WHAT YOU NEED TO DO:
1. Please sum up the comments on unfinished book series in two sentences.
2. Continue the comments on unfinished book series from the point where they stop.

-- PASSAGE TO READ start --

In all those cases, everyone laid the blame squarely at the feet of the author rather than the publisher. It was always "She wanted to turn this book into a trilogy" or "He got offered to write books in That Popular Series and totally abandoned his SF stuff."

Only once did I hear someone speculate, "Maybe the publisher made her break up the book that way because it was too big to shelve as one book." I've never heard anyone ranting about an author speculate that maybe the publisher refused to continue the series.

I think the authors are right, then, to get worried about their brand and their reputation if they're not allowed to finish a story, not only for story reasons but also because anyone who's left unsettled afterward by the loose ends isn't going to blame the publisher.

Nonny Blackthorne said...

It didn't bother me with Law & Order because there never seemed to be an ongoing story arc. It was very episodic. A finale would've felt out of place for me because there weren't really threads to tie up. You could reasonably consider them continuing what they've done.

With books, it really depends. If book 3 ends on a cliffhanger, yeah, I'm going to be pissed that the series isn't getting renewed. If the series has been more episodic, tying up all the major plot threads within each book rather than opening more doors, then it's less of a bother to me. I might still miss it if it's something I really loved, but I'm not going to be in the same major rant mode as I will if I can't find out what happened. Grr.

Touch of Ink said...

Short answer: Yes.

Longer answer: Hopefully your readers are as invested in the characters and the story as you are.

As a reader, I know that there were stories that the author had to leave unfinished. That doesn't stop me from haunting Amazon 20 years later, looking for the wrap up.

Joyce Tremel said...

I found out recently that one of my favorite series was dropped by the publisher (the Rosie Winters WWII mysteries by Kathryn Miller Haines). I know Kathy, and I can ask her what happens, but it's not the same. I want to read the book!

Anonymous said...

When my series ended, I got hundreds of emails from readers demanding to know why I stopped writing the series. Fans almost always think it's an author's decision.)

Most authors feel obligated to readers and hate to disappoint.

As for your question, anon 8:04, most publishers aren't interested in taking on a series that's been dropped by another publisher. And one author, J.A, Konrath did choose to e-publish his next book in a series. That will likely be more common as more people get e-readers.

Krista Heiser said...

If I've invested my time and money in a series, I expect a quality ending. If that author fails to do so, that failure will always be in the back of my mind when I'm browsing the bookstore aisles and it will determine whether or not I'll ever pick up one of their books again. New series or single titles.

-- PASSAGE TO READ end --
-- MATERIAL start --

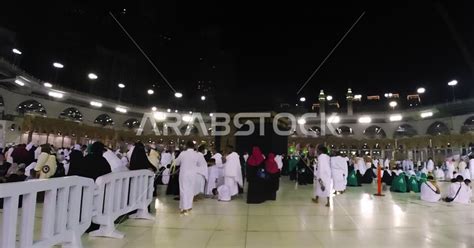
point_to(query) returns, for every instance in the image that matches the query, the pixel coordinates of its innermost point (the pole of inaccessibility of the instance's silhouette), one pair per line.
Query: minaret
(349, 98)
(322, 111)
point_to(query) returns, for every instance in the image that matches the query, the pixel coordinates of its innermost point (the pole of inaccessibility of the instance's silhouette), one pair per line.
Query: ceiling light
(16, 51)
(96, 104)
(55, 94)
(187, 118)
(159, 116)
(92, 76)
(121, 109)
(426, 114)
(334, 119)
(19, 82)
(58, 65)
(365, 119)
(301, 121)
(396, 117)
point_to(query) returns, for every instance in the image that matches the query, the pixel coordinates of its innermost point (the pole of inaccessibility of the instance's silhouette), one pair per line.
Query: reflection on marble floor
(355, 219)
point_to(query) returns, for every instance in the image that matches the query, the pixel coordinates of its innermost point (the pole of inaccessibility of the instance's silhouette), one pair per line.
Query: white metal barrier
(66, 214)
(120, 193)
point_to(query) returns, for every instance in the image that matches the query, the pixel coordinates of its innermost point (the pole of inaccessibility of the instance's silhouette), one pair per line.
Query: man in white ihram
(339, 173)
(232, 176)
(322, 176)
(188, 160)
(201, 173)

-- MATERIAL end --

ANSWERS TO EACH TASK:
1. The commenters discuss how readers react when a series ends without being finished, noting that fans almost always blame the author rather than the publisher, which gives authors good reason to worry about their reputation. Some say losing an episodic series bothers them less than losing one that ends on a cliffhanger, while others describe still searching for a wrap-up years later or judging an author's future books by whether a series got a quality ending.

2.
Spy Scribbler said...

Oh gosh yes, if possible! I wouldn't blame an author for not ending a series, if they didn't feel they would be financially compensated for it, but... endings are beautiful things.

Kimber Li said...

"do they really need to?"

Yes! Besides readers wanting to continue, the author wants to do it for her own sanity.

Have you ever watched the documentary of J.K. Rowling which is included in the Blu-Ray DVD of HARRY POTTER AND THE HALF BLOOD PRINCE? Near the end, she's jotting down a family tree and talks about who marries who and how many children they have, what careers they pursue and so on, and she says she needs to do it for her own peace of mind.

These stories and characters become so vivid and real to authors, and their readers, that it's an enormous emotional investment. I know it's all about the *money* to the publisher, but to authors and readers it's about passion.

Ending a series suddenly is like killing their best friends.

Understand that and you'll understand why now

J.K. Rowling has her own theme park.

Unknown said...

Somehow I avoided watching Law & Order, though I'm not sure why. I remember when this same incident happened to Lois and Clark. It was devastating, they left the last season on a huge cliffhanger, and then nothing.
I think to leave a series in that way, no matter what medium, is a bit of a disservice to fans. When an artist creates a story, we create conflict to propel toward some kind of resolution. If there is no resolution, we've cheated those who have committed to the ride. It's a shame and it inhibits trust between creator and audience.
But that's what online media is for, right? :)

Joseph L. Selby said...

I won't start a series if I know it's incomplete. Likewise, I won't start a series if it ends badly. Sure the first four books of the Dark Tower series or the Wheel of Time may be mind-blowingly amazing, but if the author crapped out on finishing the story, it will only lead to greater disappointment. So I pass.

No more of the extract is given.